EXTRAIT DU DOCUMENT:

_ _ _ _

En suite du plan de reprise présenté par le Premier Ministre, le Ministère du travail a publié un « protocole national de déconfinement pour les entreprises pour assurer la santé et la sécurité des salariés » ainsi que des fiches dites « métiers » avec des recommandations par secteur d’activité.

A la lumière des décisions rendues en avril, notamment dans l’affaire « AMAZON », il faut garder à l’esprit que l’obligation de sécurité qui pèse sur l’employeur reste une obligation de résultat.

Les entreprises doivent donc tout mettre en œuvre pour protéger leurs salariés et, de fait, protéger leur responsabilité tant civile que pénale.

Il faut en effet être prudent car même le respect du protocole ministériel ne suffit pas à désengager la responsabilité de l’employeur. C’est sur le fondement d’un défaut de mise à jour du Document Unique d’Évaluation des Risques Professionnels que 3 grandes entreprises ont été retoquées en ce mois d’avril.

 

1)    PROTEGER SES SALARIES : METTRE EN PLACE LE PROTOCOLE MINISTERIEL :

Avant d’exposer les mesures détaillées e ce long protocole, la Ministre du travail rappelle que le télétravail doit être la règle chaque fois qu’il le peut. Le protocole n’a qu’un caractère supplétif en cas d’impossibilité de maintenir le télétravail.

Le protocole édité par le Ministère du travail édicte des règles relativement simples :

  •  Mesures barrières et distanciation physique :

Nul besoin de rappeler ici dans le détail les fameuses mesures barrières répétées à l’envi depuis le mois de janvier : se laver les mains, utiliser un mouchoir jetable, éternuer dans son coude, ne pas se serrer la main, se tenir à au moins 1 mètre de distance.

Les règles de distanciation physique imposent que chaque salarié puisse disposer d’un espace libre au tour de lui de 4m2.

Pour savoir combien de personnes peuvent occuper un espace au même moment, il faut diviser la surface résiduelle (c’est à dire la surface diminuée de l’espace occupé par les meubles etc.) par 4.

_ _ _ _

DONNÉES PRÉSENTÉES:

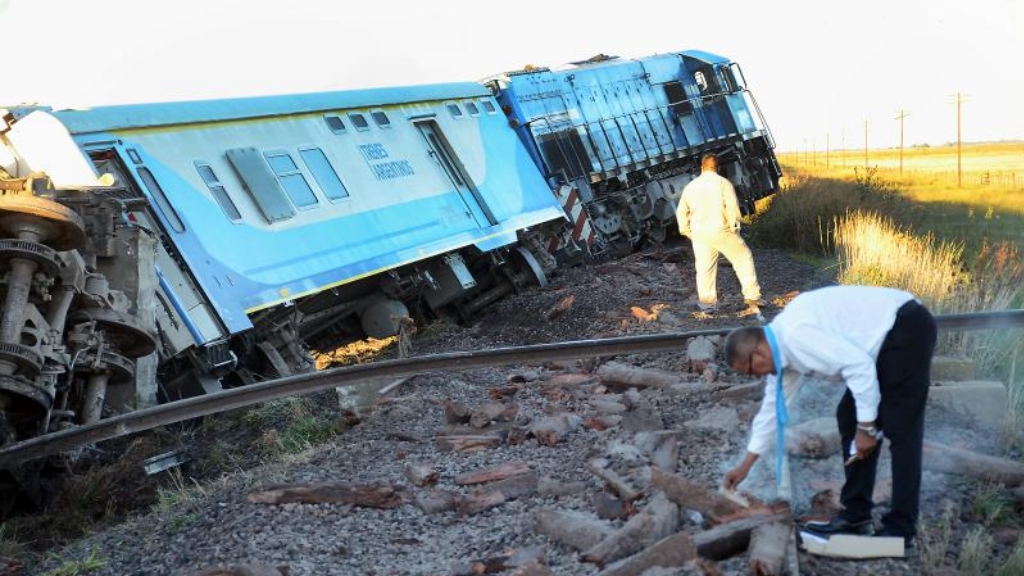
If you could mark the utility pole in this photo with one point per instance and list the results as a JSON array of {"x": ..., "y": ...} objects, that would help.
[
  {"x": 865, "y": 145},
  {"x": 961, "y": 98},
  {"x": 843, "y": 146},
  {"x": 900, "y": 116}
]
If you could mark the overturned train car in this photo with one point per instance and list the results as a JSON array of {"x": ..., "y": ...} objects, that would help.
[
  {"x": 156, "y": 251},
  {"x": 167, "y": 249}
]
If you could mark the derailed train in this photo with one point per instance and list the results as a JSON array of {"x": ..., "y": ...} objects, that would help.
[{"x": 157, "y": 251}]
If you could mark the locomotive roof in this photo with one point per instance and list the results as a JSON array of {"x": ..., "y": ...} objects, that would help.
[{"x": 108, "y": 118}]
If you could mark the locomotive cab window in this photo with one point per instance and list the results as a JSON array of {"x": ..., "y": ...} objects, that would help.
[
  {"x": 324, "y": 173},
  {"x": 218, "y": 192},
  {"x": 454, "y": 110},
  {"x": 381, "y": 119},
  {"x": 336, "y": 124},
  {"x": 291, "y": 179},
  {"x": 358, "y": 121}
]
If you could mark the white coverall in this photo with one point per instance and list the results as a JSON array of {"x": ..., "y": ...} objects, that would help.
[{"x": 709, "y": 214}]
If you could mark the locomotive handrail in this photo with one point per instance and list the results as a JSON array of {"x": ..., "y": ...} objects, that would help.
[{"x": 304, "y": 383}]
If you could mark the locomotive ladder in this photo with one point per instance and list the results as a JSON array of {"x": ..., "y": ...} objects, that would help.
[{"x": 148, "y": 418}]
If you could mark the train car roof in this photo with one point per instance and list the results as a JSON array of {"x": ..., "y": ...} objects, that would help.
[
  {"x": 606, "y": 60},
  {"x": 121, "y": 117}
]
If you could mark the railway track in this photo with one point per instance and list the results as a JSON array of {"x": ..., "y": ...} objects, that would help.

_ _ _ _

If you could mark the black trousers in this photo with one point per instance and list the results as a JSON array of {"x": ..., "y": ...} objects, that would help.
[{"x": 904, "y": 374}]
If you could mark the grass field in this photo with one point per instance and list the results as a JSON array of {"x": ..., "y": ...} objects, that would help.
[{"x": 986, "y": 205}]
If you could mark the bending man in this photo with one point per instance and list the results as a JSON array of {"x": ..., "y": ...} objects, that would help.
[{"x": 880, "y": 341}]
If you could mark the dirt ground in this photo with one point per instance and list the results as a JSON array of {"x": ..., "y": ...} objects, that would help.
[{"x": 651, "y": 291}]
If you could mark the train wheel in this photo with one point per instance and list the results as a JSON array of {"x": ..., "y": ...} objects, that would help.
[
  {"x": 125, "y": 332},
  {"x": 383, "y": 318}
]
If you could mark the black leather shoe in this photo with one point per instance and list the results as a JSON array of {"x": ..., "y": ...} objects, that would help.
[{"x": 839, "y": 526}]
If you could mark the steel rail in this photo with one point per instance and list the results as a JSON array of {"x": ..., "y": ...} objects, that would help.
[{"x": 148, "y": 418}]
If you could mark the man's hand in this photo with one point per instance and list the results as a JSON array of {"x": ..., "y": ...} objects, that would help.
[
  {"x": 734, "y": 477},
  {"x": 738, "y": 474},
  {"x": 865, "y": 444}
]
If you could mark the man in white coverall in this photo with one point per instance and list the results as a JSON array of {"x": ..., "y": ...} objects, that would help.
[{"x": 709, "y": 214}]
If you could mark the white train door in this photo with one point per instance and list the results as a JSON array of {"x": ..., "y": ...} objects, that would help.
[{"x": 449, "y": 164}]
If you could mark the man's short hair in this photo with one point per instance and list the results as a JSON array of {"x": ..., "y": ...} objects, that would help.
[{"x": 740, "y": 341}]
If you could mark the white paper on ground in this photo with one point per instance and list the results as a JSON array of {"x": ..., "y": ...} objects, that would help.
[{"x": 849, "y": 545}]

_ _ _ _

TRAVAIL À FAIRE 1:
Répondez aux questions suivantes à partir du texte sur le protocole de déconfinement.
(a) Quelle est la nature de l'obligation de sécurité qui pèse sur l'employeur ?
(b) Sur quel fondement trois grandes entreprises ont-elles été retoquées en avril ?
(c) De quel espace libre chaque salarié doit-il pouvoir disposer autour de lui ?
TRAVAIL À FAIRE 2:
Poursuivez le texte sur le protocole de déconfinement après sa dernière phrase.

RÉPONSE 1:
(a) Une obligation de résultat.
(b) Un défaut de mise à jour du Document Unique d'Évaluation des Risques Professionnels.
(c) Un espace libre de 4 m².

RÉPONSE 2:
Idéalement, une personne par bureau. Pour les open space : éviter le face à face, distancer les postes de travail, installer des plexiglas de séparation. Enfin, c’est la fin des Open Flex : il faut attribuer un poste fixe.

 

  • Gestion des flux 

​Des plans de circulation doivent être mis en œuvre pour garantir le respect de la distanciation physique minimale, que ce soit dans des lieux clos et exigus ou dans des espaces ouverts, mais sous une forme incitative plus que contraignante.

Les tourniquets doivent être condamnés.

Il faut réaménager les horaires d’arrivée, éventuellement mettre en place des équipes alternantes.

Un circuit de circulation peut également être installé.

Pour les locaux communs, les horaires de pause doivent être échelonnés. Un marquage au sol peut être installé devant la machine à café…

La réception dans certains services internes plus sollicités que d’autre (les RH par exemple) doit se faire sur rendez-vous.

 

  • Les masques :

Les masques sont finalement recommandés mais les gants sont désormais déconseillés.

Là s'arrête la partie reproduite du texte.